**INPUT:**
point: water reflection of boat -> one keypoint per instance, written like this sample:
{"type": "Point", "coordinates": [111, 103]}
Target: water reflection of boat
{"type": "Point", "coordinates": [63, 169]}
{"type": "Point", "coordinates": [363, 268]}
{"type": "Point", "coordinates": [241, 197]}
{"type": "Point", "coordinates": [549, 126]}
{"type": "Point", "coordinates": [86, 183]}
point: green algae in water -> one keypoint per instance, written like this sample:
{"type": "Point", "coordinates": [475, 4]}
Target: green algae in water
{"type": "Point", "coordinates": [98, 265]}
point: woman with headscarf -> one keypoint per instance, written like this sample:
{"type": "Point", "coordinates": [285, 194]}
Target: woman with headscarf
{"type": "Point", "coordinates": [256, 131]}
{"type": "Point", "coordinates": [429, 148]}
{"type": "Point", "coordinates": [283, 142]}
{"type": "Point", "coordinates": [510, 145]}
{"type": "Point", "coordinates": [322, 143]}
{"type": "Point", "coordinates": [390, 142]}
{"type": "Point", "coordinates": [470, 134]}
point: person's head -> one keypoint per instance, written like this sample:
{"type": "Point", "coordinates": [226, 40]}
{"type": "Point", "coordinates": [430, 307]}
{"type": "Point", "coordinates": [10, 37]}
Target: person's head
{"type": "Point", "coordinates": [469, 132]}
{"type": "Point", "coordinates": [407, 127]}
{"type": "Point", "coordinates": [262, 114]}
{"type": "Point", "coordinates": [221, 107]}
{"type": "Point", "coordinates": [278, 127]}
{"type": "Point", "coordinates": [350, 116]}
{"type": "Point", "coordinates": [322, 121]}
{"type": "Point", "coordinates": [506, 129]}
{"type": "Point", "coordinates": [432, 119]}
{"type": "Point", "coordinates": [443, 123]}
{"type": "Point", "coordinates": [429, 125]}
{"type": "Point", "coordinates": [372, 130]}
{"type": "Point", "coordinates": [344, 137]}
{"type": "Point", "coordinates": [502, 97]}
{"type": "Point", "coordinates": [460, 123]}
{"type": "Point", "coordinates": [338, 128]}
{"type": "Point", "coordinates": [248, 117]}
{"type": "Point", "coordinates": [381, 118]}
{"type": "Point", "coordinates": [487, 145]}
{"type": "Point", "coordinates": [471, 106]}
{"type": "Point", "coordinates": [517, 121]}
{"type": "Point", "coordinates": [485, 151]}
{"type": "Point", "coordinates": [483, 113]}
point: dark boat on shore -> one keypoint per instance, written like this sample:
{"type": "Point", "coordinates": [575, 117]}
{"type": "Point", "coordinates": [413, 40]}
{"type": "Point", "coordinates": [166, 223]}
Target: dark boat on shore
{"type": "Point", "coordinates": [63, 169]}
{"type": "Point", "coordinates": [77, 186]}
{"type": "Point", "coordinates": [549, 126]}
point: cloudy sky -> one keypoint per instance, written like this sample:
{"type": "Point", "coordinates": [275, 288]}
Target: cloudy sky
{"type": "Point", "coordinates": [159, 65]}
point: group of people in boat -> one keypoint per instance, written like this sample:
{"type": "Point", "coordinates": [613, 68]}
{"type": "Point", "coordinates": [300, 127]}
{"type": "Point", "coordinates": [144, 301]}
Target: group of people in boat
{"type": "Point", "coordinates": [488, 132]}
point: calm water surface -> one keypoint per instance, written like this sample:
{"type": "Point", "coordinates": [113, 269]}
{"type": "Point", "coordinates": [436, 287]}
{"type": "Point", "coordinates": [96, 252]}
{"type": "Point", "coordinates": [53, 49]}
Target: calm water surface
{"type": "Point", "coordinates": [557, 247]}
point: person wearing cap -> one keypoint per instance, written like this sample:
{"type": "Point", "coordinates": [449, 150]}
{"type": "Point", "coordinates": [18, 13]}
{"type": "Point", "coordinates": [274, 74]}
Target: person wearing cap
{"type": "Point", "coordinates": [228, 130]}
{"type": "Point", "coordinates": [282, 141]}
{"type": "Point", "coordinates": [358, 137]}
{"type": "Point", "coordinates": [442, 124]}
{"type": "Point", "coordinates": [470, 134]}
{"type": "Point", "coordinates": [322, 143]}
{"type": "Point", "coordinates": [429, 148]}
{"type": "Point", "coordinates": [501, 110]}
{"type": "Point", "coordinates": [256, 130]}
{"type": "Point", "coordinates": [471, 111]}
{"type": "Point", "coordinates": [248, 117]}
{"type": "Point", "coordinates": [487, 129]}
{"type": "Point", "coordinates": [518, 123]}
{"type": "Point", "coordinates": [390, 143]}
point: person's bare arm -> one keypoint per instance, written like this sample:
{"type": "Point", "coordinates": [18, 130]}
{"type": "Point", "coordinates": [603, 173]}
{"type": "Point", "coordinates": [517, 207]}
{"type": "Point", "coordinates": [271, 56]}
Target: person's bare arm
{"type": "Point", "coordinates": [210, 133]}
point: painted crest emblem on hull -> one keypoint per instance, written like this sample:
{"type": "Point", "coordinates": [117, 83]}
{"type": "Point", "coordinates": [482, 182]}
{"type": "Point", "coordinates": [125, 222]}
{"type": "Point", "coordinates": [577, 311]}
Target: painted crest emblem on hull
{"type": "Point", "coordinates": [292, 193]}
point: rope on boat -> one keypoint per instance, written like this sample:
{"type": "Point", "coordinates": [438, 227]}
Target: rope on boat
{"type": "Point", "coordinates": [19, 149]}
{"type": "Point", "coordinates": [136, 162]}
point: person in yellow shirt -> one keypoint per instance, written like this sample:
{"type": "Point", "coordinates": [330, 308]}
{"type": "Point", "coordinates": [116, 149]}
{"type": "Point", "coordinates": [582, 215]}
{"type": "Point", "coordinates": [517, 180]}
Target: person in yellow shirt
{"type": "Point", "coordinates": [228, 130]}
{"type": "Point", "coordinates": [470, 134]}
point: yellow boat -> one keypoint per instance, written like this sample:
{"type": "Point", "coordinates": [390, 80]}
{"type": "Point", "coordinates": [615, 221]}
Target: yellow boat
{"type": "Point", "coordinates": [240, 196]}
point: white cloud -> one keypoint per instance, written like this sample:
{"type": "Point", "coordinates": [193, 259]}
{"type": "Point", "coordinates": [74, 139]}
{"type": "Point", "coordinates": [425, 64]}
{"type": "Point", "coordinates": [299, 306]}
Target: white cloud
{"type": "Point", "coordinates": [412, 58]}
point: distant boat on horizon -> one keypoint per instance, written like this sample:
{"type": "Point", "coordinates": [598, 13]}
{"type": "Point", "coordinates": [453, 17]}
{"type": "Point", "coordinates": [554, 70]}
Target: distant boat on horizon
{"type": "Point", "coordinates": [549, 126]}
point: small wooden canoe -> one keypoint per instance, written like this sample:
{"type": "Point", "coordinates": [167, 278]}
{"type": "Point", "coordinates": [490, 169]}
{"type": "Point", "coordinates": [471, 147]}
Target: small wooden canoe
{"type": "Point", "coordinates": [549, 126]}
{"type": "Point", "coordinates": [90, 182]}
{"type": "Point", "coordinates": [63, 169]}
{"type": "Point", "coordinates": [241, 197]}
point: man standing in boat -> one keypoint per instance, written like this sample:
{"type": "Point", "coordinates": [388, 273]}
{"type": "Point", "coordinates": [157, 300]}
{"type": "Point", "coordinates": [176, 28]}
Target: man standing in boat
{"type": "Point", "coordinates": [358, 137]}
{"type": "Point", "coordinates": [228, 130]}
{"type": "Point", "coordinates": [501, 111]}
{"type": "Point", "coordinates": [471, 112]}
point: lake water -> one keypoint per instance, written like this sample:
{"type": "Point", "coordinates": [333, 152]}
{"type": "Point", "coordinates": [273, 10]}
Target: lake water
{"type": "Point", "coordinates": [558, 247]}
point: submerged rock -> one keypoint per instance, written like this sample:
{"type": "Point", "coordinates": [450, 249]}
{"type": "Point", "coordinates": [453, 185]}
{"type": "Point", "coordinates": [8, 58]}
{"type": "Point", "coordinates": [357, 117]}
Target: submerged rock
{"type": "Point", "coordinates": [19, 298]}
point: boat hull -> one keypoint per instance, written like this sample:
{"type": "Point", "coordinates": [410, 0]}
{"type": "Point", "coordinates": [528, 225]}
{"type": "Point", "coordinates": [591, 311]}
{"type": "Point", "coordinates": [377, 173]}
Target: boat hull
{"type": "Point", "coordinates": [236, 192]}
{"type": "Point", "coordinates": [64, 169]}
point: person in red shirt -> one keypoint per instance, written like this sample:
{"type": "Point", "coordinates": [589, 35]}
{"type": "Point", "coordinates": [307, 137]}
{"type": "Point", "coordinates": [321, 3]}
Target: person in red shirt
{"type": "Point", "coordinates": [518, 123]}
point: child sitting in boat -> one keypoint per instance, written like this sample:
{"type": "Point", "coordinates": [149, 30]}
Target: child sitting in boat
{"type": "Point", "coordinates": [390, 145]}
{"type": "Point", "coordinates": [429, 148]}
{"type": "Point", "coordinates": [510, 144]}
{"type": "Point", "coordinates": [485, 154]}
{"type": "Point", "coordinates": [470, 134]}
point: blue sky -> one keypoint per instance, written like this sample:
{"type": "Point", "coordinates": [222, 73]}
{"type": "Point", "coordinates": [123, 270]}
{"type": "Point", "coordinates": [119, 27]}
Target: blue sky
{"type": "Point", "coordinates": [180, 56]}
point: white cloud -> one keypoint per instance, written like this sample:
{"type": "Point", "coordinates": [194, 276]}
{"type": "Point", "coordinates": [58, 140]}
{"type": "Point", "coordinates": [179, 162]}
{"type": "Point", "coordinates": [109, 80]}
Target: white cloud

**WHAT THE EXERCISE ASKS:**
Include both ends. Return the line holding "point: child sitting" and all lines after it in the records above, exactly as written.

**THE RESULT:**
point: child sitting in boat -> one keypoint per instance, written like this sample:
{"type": "Point", "coordinates": [149, 30]}
Target: child sitting in boat
{"type": "Point", "coordinates": [390, 145]}
{"type": "Point", "coordinates": [429, 148]}
{"type": "Point", "coordinates": [510, 144]}
{"type": "Point", "coordinates": [485, 154]}
{"type": "Point", "coordinates": [470, 134]}
point: blue sky -> one keypoint per instance, written like this sample:
{"type": "Point", "coordinates": [222, 73]}
{"type": "Point", "coordinates": [123, 270]}
{"type": "Point", "coordinates": [119, 27]}
Target: blue sky
{"type": "Point", "coordinates": [180, 56]}
point: white cloud -> one keypoint per instance, written like this sample:
{"type": "Point", "coordinates": [194, 276]}
{"type": "Point", "coordinates": [58, 140]}
{"type": "Point", "coordinates": [179, 162]}
{"type": "Point", "coordinates": [109, 80]}
Target: white cloud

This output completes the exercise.